───── Working data
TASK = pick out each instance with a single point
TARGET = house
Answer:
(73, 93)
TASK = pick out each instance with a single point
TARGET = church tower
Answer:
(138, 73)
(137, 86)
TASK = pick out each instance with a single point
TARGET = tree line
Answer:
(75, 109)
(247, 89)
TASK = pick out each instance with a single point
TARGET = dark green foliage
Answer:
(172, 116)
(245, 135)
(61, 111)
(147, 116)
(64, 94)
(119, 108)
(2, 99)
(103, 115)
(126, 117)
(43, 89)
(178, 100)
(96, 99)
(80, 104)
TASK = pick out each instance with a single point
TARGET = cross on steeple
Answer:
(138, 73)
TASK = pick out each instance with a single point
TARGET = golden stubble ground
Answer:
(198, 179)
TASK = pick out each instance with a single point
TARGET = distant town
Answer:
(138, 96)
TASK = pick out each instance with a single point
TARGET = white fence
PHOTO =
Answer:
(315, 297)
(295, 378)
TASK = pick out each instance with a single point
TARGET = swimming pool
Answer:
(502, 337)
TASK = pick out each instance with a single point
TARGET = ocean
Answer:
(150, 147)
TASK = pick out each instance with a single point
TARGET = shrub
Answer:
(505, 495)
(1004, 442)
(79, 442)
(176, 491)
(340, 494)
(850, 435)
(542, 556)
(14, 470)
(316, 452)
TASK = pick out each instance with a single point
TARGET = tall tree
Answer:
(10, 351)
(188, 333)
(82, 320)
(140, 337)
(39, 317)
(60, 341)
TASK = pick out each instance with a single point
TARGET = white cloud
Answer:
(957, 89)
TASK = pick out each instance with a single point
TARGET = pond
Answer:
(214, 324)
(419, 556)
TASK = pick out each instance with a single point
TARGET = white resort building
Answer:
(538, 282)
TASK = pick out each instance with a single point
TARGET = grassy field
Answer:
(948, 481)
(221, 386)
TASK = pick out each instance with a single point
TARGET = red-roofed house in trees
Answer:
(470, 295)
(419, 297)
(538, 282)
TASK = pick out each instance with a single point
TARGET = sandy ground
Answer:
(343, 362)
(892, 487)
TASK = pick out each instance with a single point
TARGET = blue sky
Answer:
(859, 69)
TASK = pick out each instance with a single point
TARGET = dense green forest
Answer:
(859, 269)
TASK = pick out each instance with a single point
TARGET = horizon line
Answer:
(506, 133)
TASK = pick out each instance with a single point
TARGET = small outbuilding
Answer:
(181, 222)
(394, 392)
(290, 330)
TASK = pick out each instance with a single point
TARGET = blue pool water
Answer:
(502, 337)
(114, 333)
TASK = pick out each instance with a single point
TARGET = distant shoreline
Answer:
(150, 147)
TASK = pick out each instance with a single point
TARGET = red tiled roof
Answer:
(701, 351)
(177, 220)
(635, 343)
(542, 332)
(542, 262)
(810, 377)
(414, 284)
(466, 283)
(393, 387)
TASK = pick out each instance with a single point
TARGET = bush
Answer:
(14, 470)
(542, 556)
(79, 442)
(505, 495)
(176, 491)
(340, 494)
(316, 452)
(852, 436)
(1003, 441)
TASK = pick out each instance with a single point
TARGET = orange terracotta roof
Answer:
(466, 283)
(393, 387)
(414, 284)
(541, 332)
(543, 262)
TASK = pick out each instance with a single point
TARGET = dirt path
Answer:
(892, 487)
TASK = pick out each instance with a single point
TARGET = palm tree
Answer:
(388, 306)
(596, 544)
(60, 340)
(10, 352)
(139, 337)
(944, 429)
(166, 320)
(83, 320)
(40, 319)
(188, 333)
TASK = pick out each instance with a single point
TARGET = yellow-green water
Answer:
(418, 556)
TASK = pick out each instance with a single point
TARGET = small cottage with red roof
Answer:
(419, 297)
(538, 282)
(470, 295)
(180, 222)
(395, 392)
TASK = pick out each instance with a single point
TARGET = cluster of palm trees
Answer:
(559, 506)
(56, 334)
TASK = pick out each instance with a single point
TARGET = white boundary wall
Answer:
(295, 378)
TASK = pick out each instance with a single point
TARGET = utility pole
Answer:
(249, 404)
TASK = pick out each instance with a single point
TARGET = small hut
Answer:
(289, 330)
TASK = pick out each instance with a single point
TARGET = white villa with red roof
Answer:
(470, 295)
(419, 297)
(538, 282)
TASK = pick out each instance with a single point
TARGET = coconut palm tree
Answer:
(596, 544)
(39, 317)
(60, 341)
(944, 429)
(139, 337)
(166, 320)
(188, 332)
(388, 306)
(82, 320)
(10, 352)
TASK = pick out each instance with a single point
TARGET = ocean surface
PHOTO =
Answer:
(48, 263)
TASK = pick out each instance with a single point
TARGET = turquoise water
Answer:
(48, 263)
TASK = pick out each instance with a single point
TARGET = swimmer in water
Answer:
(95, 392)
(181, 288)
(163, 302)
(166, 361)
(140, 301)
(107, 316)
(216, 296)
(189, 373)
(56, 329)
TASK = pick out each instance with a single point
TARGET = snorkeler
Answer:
──────────
- _About this exercise_: Return only the count of lines in the listing above that hold the string "trees".

- _Answer space_: 2